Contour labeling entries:

□ □ □ □ □ □ □

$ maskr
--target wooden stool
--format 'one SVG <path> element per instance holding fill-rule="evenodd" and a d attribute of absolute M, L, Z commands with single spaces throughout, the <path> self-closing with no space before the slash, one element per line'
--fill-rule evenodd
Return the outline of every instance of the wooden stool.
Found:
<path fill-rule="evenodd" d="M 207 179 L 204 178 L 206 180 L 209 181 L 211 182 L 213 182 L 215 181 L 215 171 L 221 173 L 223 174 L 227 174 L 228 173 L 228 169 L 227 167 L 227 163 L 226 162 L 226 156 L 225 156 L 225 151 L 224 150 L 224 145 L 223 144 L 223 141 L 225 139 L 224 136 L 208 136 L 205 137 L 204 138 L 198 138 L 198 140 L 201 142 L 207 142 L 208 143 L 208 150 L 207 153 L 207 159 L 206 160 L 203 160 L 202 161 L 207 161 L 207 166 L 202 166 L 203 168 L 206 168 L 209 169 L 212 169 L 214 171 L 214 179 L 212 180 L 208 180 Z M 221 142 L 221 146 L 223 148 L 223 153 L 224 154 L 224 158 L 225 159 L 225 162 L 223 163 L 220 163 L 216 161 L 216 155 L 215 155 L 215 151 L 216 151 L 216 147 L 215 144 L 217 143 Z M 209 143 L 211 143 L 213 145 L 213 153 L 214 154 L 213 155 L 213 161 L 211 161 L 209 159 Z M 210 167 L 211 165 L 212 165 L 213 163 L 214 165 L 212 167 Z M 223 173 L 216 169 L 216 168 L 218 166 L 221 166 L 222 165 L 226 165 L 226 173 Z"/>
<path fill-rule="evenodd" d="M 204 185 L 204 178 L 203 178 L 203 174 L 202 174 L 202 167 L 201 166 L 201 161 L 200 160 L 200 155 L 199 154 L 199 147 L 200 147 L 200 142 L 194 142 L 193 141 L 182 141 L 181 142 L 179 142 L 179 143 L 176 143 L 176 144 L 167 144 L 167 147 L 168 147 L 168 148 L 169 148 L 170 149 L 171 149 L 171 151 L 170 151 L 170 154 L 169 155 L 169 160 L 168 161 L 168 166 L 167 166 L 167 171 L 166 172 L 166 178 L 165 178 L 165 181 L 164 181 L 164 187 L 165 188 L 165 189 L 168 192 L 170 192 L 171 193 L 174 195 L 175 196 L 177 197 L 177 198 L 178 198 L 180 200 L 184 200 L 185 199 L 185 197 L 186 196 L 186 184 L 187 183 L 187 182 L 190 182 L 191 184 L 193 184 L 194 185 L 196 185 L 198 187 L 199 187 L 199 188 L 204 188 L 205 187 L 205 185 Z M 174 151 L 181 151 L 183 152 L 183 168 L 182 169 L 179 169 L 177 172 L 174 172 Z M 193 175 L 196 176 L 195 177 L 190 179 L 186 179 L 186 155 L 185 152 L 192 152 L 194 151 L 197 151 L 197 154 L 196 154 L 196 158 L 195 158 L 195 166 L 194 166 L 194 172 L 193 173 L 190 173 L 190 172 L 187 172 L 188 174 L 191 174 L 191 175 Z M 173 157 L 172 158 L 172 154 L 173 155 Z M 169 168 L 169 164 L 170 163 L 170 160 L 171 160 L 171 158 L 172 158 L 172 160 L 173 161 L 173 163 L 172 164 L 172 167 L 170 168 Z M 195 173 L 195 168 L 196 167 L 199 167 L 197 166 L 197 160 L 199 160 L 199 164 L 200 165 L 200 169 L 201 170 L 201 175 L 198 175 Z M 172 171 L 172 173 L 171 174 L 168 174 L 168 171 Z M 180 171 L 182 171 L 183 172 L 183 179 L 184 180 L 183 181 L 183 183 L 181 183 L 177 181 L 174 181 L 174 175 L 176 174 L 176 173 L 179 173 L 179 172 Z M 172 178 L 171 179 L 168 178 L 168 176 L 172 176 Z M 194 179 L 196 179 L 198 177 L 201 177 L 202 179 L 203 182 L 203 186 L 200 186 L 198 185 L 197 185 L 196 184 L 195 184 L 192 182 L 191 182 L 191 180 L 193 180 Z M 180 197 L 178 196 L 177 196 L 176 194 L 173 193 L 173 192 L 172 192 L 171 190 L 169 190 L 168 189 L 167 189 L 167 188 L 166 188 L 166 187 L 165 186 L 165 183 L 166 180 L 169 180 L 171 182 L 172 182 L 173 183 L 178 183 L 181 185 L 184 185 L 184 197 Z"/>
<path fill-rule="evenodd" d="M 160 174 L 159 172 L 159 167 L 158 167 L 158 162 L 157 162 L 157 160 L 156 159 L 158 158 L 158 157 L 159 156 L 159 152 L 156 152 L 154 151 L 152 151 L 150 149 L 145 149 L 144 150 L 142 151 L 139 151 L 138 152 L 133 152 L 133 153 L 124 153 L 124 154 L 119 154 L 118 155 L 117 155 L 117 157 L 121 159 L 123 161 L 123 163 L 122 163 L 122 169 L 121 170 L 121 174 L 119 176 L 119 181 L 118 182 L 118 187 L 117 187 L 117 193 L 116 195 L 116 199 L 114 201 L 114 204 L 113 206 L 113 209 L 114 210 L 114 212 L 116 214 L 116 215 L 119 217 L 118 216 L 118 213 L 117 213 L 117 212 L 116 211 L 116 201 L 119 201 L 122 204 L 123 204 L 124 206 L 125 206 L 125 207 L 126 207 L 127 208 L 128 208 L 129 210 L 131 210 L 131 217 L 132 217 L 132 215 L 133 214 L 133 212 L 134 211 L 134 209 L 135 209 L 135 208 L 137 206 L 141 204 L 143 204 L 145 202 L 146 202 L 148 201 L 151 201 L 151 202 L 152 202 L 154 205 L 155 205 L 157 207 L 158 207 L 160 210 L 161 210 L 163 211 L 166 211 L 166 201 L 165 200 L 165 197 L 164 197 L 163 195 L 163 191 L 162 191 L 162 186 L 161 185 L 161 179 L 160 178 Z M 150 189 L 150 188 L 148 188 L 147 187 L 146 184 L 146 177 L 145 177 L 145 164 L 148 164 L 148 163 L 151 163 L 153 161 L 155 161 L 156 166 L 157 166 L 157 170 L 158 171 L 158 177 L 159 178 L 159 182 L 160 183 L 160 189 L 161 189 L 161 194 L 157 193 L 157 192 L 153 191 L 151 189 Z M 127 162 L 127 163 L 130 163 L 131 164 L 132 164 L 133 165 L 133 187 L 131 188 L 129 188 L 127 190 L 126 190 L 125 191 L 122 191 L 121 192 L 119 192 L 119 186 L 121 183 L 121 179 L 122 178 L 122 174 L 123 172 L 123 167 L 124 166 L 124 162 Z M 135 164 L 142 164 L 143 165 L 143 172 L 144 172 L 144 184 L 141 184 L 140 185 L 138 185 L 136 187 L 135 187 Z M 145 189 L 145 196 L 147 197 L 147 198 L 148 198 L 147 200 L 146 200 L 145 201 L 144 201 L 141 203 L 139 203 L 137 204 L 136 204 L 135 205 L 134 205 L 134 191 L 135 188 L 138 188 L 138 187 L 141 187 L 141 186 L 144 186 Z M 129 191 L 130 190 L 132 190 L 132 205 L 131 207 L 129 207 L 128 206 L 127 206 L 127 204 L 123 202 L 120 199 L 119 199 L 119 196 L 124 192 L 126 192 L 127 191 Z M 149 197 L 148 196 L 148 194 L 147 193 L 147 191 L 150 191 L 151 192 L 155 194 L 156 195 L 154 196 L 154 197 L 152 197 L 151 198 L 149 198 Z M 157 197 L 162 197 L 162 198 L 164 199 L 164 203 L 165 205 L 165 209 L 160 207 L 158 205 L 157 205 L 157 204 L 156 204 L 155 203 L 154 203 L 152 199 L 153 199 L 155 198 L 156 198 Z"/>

□ □ □ □ □ □ □

== Written instruction ==
Repeat the listing in full, keeping every line exactly as it is.

== The answer ==
$ maskr
--target wooden stool
--format 'one SVG <path> element per instance holding fill-rule="evenodd" and a d attribute of absolute M, L, Z commands with single spaces throughout, the <path> self-closing with no space before the slash, one element per line'
--fill-rule evenodd
Return the outline of every instance of the wooden stool.
Found:
<path fill-rule="evenodd" d="M 207 179 L 204 178 L 206 180 L 209 181 L 211 182 L 213 182 L 215 181 L 215 171 L 221 173 L 223 174 L 227 174 L 228 173 L 228 169 L 227 167 L 227 163 L 226 162 L 226 156 L 225 156 L 225 151 L 224 150 L 224 145 L 223 144 L 223 141 L 225 139 L 224 136 L 208 136 L 205 137 L 204 138 L 198 138 L 198 140 L 201 142 L 207 142 L 208 143 L 208 150 L 207 153 L 207 159 L 206 160 L 203 160 L 202 161 L 207 161 L 207 166 L 202 166 L 203 168 L 206 168 L 209 169 L 212 169 L 214 171 L 214 179 L 212 180 L 208 180 Z M 221 142 L 221 146 L 223 148 L 223 153 L 224 154 L 224 158 L 225 159 L 225 162 L 223 163 L 220 163 L 216 161 L 216 155 L 215 155 L 215 151 L 216 151 L 216 147 L 215 144 L 217 143 Z M 209 143 L 211 143 L 213 145 L 213 153 L 214 154 L 213 155 L 213 161 L 211 161 L 209 159 Z M 210 167 L 211 165 L 212 165 L 213 163 L 214 165 L 212 167 Z M 223 173 L 216 169 L 216 168 L 218 166 L 221 166 L 222 165 L 226 165 L 226 173 Z"/>
<path fill-rule="evenodd" d="M 204 185 L 204 178 L 203 178 L 203 174 L 202 174 L 202 167 L 201 166 L 201 161 L 200 160 L 200 155 L 199 154 L 199 147 L 200 147 L 200 142 L 194 142 L 193 141 L 182 141 L 181 142 L 179 142 L 179 143 L 176 143 L 176 144 L 167 144 L 167 147 L 168 147 L 168 148 L 169 148 L 170 149 L 171 149 L 171 151 L 170 151 L 170 154 L 169 155 L 169 160 L 168 161 L 168 166 L 167 166 L 167 171 L 166 172 L 166 178 L 165 178 L 165 181 L 164 181 L 164 187 L 165 188 L 165 189 L 168 192 L 170 192 L 171 193 L 174 195 L 175 196 L 177 197 L 177 198 L 178 198 L 180 200 L 184 200 L 185 199 L 185 197 L 186 196 L 186 184 L 187 183 L 187 182 L 190 182 L 191 184 L 193 184 L 194 185 L 196 185 L 198 187 L 199 187 L 199 188 L 204 188 L 205 187 L 205 185 Z M 174 151 L 181 151 L 183 152 L 183 168 L 182 169 L 179 169 L 177 172 L 174 172 Z M 193 175 L 196 176 L 195 177 L 190 179 L 186 179 L 186 155 L 185 152 L 192 152 L 194 151 L 197 151 L 197 154 L 196 154 L 196 158 L 195 158 L 195 166 L 194 166 L 194 172 L 193 173 L 190 173 L 190 172 L 187 172 L 188 174 L 191 174 L 191 175 Z M 173 157 L 172 158 L 172 154 L 173 155 Z M 169 168 L 169 164 L 170 163 L 170 160 L 171 160 L 171 158 L 172 158 L 172 160 L 173 161 L 173 163 L 172 164 L 172 167 L 170 168 Z M 195 173 L 195 168 L 196 167 L 199 167 L 197 166 L 197 160 L 199 160 L 199 164 L 200 165 L 200 169 L 201 170 L 201 175 L 198 175 Z M 172 171 L 172 173 L 171 174 L 168 174 L 168 171 Z M 180 171 L 182 171 L 183 172 L 183 179 L 184 180 L 183 181 L 183 183 L 181 183 L 177 181 L 174 181 L 174 175 L 176 174 L 176 173 L 179 173 L 179 172 Z M 172 178 L 171 179 L 168 178 L 168 176 L 172 176 Z M 194 179 L 196 179 L 198 177 L 201 177 L 202 179 L 203 182 L 203 186 L 200 186 L 198 185 L 197 185 L 196 184 L 195 184 L 192 182 L 191 182 L 191 180 L 193 180 Z M 180 197 L 178 196 L 177 196 L 176 194 L 173 193 L 173 192 L 172 192 L 171 190 L 169 190 L 168 189 L 167 189 L 167 188 L 166 188 L 166 187 L 165 186 L 165 183 L 166 180 L 169 180 L 171 182 L 172 182 L 173 183 L 178 183 L 181 185 L 184 185 L 184 197 Z"/>
<path fill-rule="evenodd" d="M 160 174 L 159 172 L 159 167 L 158 167 L 158 162 L 157 162 L 157 160 L 156 159 L 158 158 L 158 157 L 159 156 L 159 152 L 156 152 L 154 151 L 152 151 L 150 149 L 145 149 L 144 150 L 142 151 L 139 151 L 138 152 L 133 152 L 133 153 L 124 153 L 124 154 L 119 154 L 118 155 L 117 155 L 117 157 L 121 159 L 123 161 L 123 163 L 122 163 L 122 169 L 121 170 L 121 174 L 119 176 L 119 181 L 118 182 L 118 187 L 117 187 L 117 193 L 116 195 L 116 199 L 114 201 L 114 204 L 113 206 L 113 209 L 114 210 L 114 212 L 116 214 L 116 215 L 119 217 L 118 216 L 118 213 L 117 213 L 117 212 L 116 211 L 116 201 L 119 201 L 122 204 L 123 204 L 124 206 L 125 206 L 125 207 L 126 207 L 127 208 L 128 208 L 129 210 L 131 210 L 131 217 L 132 217 L 132 215 L 133 214 L 133 212 L 134 211 L 134 209 L 135 209 L 135 208 L 137 206 L 141 204 L 143 204 L 145 202 L 146 202 L 148 201 L 151 201 L 151 202 L 152 202 L 154 205 L 155 205 L 157 207 L 158 207 L 160 210 L 161 210 L 163 211 L 166 211 L 166 201 L 165 200 L 165 197 L 164 197 L 163 195 L 163 191 L 162 191 L 162 186 L 161 185 L 161 179 L 160 178 Z M 150 189 L 150 188 L 148 188 L 147 187 L 146 184 L 146 177 L 145 177 L 145 164 L 148 164 L 148 163 L 151 163 L 153 161 L 155 161 L 156 166 L 157 166 L 157 170 L 158 171 L 158 177 L 159 178 L 159 182 L 160 183 L 160 189 L 161 189 L 161 194 L 157 193 L 157 192 L 153 191 L 151 189 Z M 127 162 L 127 163 L 130 163 L 131 164 L 132 164 L 133 165 L 133 187 L 131 188 L 129 188 L 127 190 L 126 190 L 125 191 L 122 191 L 121 192 L 119 192 L 119 186 L 121 183 L 121 179 L 122 178 L 122 174 L 123 172 L 123 167 L 124 166 L 124 162 Z M 135 164 L 142 164 L 143 165 L 143 172 L 144 172 L 144 184 L 141 184 L 140 185 L 138 185 L 136 187 L 135 187 Z M 145 189 L 145 196 L 147 197 L 147 198 L 148 198 L 147 200 L 146 200 L 145 201 L 144 201 L 141 203 L 139 203 L 137 204 L 136 204 L 135 205 L 134 205 L 134 191 L 135 188 L 138 188 L 138 187 L 141 187 L 141 186 L 144 186 Z M 129 191 L 130 190 L 132 190 L 132 205 L 131 207 L 129 207 L 128 206 L 127 206 L 127 204 L 123 202 L 120 199 L 119 199 L 119 196 L 124 192 L 126 192 L 127 191 Z M 149 197 L 148 196 L 148 194 L 147 193 L 147 191 L 150 191 L 151 192 L 155 194 L 156 195 L 154 196 L 154 197 L 152 197 L 151 198 L 149 198 Z M 157 197 L 162 197 L 162 198 L 164 199 L 164 203 L 165 205 L 165 209 L 160 207 L 158 205 L 157 205 L 157 204 L 156 204 L 155 203 L 154 203 L 152 199 L 153 199 L 155 198 L 156 198 Z"/>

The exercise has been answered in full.